Short problem -
Turn the lines from the start of the data block through the line containing "point(42, 33)" into a Markdown table with the columns Row and Line. Number each row and leave out any blank lines.

(A block of data)
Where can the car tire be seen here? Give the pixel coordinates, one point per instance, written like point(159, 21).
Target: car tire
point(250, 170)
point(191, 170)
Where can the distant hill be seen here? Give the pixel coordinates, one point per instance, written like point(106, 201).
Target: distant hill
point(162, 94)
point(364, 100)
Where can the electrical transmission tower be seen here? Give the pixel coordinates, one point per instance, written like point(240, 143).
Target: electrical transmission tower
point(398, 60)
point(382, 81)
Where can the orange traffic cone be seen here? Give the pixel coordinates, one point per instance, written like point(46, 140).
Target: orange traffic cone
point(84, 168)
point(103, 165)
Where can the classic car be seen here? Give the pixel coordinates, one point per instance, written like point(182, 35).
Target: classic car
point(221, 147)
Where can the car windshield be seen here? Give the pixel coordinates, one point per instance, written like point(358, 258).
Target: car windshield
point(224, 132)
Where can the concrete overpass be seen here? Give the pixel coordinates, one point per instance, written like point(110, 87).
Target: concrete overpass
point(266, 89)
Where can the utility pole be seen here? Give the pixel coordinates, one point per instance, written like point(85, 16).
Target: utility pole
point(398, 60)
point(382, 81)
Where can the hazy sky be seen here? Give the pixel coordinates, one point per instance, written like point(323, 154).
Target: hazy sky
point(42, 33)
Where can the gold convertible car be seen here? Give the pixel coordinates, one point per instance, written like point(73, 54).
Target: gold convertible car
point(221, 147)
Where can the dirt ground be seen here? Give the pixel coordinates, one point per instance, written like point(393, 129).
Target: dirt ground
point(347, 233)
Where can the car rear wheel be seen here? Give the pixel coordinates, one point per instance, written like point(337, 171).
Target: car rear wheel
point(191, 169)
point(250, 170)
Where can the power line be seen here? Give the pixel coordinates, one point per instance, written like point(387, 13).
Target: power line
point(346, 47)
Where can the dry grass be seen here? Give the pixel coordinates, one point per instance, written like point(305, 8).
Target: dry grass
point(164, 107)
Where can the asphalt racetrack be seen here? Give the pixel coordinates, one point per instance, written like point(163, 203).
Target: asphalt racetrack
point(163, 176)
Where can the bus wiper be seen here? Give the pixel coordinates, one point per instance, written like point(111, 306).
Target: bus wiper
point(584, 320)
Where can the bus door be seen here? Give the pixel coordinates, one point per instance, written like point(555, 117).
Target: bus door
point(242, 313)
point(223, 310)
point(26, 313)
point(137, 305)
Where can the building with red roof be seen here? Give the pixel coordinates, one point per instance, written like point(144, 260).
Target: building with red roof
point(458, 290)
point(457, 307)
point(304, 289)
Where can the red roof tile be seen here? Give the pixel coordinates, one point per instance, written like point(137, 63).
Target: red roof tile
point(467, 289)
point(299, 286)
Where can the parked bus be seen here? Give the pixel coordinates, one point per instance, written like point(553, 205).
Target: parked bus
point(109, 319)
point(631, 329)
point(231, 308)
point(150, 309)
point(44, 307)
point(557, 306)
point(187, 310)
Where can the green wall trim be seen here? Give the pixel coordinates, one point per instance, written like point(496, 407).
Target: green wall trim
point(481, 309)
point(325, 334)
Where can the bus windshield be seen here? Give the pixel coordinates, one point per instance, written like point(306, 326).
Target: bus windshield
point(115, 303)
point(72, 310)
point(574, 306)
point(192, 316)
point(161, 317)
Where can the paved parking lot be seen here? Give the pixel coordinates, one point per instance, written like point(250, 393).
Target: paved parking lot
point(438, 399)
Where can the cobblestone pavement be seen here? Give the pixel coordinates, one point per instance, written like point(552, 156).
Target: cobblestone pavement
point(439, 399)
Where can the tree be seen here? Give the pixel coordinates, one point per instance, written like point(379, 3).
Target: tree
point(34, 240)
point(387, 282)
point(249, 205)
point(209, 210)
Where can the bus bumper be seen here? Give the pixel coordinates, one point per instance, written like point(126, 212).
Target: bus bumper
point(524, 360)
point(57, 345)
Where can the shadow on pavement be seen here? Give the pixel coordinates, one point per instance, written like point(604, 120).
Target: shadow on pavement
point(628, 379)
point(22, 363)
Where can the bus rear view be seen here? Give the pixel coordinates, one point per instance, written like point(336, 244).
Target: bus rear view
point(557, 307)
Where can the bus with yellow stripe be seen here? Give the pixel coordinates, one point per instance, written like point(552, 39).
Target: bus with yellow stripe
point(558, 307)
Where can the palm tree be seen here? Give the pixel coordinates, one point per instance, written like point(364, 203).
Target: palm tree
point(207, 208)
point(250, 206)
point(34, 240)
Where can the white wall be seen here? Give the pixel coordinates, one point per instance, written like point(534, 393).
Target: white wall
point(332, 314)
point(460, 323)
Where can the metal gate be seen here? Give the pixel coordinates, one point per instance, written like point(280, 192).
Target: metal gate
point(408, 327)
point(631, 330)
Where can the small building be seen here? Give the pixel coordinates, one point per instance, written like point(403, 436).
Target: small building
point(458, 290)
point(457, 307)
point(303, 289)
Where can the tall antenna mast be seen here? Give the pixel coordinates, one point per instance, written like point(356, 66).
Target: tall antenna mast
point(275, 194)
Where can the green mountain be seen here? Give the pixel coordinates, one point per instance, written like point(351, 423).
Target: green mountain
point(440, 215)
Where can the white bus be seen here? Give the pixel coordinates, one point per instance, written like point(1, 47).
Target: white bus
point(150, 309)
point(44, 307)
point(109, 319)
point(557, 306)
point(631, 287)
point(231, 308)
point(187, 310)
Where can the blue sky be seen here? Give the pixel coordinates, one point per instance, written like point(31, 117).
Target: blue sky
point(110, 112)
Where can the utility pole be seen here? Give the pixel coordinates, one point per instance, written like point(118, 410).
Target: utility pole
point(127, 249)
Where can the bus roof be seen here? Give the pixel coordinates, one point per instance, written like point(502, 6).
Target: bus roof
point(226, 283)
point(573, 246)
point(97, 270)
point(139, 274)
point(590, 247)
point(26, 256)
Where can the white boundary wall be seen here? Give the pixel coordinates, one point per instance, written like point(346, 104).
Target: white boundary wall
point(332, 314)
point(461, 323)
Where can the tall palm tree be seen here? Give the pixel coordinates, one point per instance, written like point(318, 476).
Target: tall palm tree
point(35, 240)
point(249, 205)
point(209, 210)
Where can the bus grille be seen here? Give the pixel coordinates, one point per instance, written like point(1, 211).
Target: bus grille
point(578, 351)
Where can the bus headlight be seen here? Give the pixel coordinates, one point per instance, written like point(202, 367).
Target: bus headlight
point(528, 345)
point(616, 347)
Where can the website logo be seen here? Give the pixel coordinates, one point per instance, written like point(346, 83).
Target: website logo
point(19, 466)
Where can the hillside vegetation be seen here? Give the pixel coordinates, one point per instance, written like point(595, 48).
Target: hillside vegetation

The solution -
| Row | Line |
|---|---|
| 1 | Where can the car tire be seen here? Give the pixel coordinates, one point per instance, written like point(159, 21). |
| 2 | Target: car tire |
| 3 | point(250, 170) |
| 4 | point(191, 170) |
| 5 | Where can the distant hill be seen here? Give the pixel coordinates, one point per instance, written like point(106, 201). |
| 6 | Target: distant hill |
| 7 | point(162, 94) |
| 8 | point(364, 100) |
| 9 | Where can the electrical transmission tower be seen here? Give the pixel coordinates, one point per instance, written like point(240, 143). |
| 10 | Target: electrical transmission tower |
| 11 | point(398, 60) |
| 12 | point(382, 81) |
| 13 | Where can the orange traffic cone be seen here? Give the pixel coordinates, one point per instance, written like point(46, 140). |
| 14 | Target: orange traffic cone |
| 15 | point(84, 168) |
| 16 | point(103, 165) |
| 17 | Where can the classic car be seen here? Give the pixel coordinates, one point per instance, written like point(182, 35). |
| 18 | Target: classic car |
| 19 | point(221, 147) |
| 20 | Where can the car windshield be seen here? Give the pixel coordinates, one point per instance, written like point(358, 258). |
| 21 | Target: car windshield |
| 22 | point(224, 132) |
| 23 | Where can the concrete overpass be seen here? Give the pixel coordinates, one point per instance, written like point(110, 87). |
| 24 | Target: concrete overpass |
| 25 | point(266, 89) |
| 26 | Where can the utility pole be seen here? Give the pixel coordinates, one point per instance, written like point(85, 16). |
| 27 | Target: utility pole |
| 28 | point(398, 60) |
| 29 | point(382, 81) |
| 30 | Where can the hazy sky be seen here? Give the pixel coordinates, one point per instance, written like point(323, 154). |
| 31 | Target: hazy sky |
| 32 | point(42, 33) |